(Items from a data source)
>> BEGIN

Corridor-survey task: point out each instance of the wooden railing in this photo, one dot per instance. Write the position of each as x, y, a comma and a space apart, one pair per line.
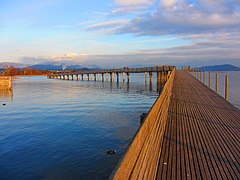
118, 70
141, 159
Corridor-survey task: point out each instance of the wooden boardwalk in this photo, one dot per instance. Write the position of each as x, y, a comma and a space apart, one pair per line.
202, 136
198, 137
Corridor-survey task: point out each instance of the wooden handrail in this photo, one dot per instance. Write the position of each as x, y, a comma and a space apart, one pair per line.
141, 159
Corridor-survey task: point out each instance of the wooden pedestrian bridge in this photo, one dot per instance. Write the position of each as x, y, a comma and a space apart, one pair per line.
190, 132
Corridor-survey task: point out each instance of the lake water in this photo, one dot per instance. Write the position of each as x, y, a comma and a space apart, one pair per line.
55, 129
234, 85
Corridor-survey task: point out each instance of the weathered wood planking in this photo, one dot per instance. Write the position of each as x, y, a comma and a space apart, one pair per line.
191, 132
141, 159
202, 138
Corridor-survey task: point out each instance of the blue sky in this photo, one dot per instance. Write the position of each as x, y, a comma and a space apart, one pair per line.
120, 32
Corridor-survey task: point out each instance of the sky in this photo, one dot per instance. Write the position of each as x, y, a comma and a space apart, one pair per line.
120, 32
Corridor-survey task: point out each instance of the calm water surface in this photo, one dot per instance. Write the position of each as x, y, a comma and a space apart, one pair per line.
51, 129
234, 85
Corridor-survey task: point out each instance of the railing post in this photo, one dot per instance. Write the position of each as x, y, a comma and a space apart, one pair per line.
123, 76
226, 87
106, 76
209, 80
216, 88
117, 77
95, 78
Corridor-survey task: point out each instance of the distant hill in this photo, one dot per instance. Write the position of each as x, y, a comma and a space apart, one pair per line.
223, 67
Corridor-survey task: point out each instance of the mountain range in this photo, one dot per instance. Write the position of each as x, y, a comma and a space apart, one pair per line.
74, 66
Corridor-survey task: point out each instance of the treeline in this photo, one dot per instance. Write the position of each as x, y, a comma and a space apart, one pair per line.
12, 71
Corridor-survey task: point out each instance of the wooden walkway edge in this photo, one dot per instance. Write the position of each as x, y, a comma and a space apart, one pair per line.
190, 133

>> END

→ Aim of the task: Copy the lines above word for word, and leave the pictures out of your copy.

→ Answer to this problem:
Corridor-survey task: point out each instance of the wooden railing in this photo, one dot per instance. Write the position of each as x, y, a comma and a space apart, one pair per line.
118, 70
141, 159
Corridor-survey task: point out each instance of the wooden boardwalk in this photo, one dot per instance. Write the position of each as x, y, a comma and a space apart, one pair per line.
202, 136
198, 137
Corridor-survey task: point out each instance of the wooden handrail in this photo, one dot per instance. Write the position of each as x, y, a comma and a space apart, one pair per line.
141, 159
Corridor-survey task: point out each instance of the wooden pedestrian bridge in this photo, one dot per instance. Write the position of each as x, y, a comma and a space apart, one pair per line.
190, 132
Corridor-survey task: point out each instance of the lake water in this photo, one dot per instance. Write the position of each as x, y, a comma and a space apart, one pair per line.
55, 129
234, 85
Corridor-survey task: point out each instance of the weathered wood planking in this photo, one dot per instance. Write the position of each as x, y, a comma and a space apart, one pair per line.
191, 132
141, 159
202, 138
Corridor-survey task: point out each instance of the blue sky in this photo, one dot per instance. Write the position of each as x, y, a comma and a space apart, one pair per line.
120, 32
Corridor-survey task: point out each instance of the sky in this photo, one dot per instance. Write the position of each as x, y, a comma and a space apart, one pair per line.
120, 32
Corridor-survey task: point out each instance of the calm water surface in this photo, one dot per instance. Write the position of each as x, y, a comma and a space apart, one pair per line.
51, 129
234, 85
Corridor-survey task: point out each instance of the railing post in this photo, one dot per instance. Write the position of each as x, y, a comma and a space apart, one pair per line.
123, 76
226, 87
106, 76
209, 80
216, 88
117, 77
95, 78
Corridor-survey task: point out each instance of the distant hill in this photo, one dot per instance. Write the position of each as x, y, a comma and a space apart, one pair per line.
223, 67
Corridor-survey task: point out each instance of the mountain range in this photo, one dot per instance. Write the position of each as x, y, a comma and a space apart, one pair per line.
74, 66
Corridor-survey task: point out each instance of the treeline in this photo, one dot per instance. Write the position of each as x, y, a comma and a space apart, one pair per line.
12, 71
Corridor-survey task: point out each instance of the wooden walkway edge in this photo, one dot per instance. Write the position of each as x, y, a comma and a space apart, one pair per line.
190, 133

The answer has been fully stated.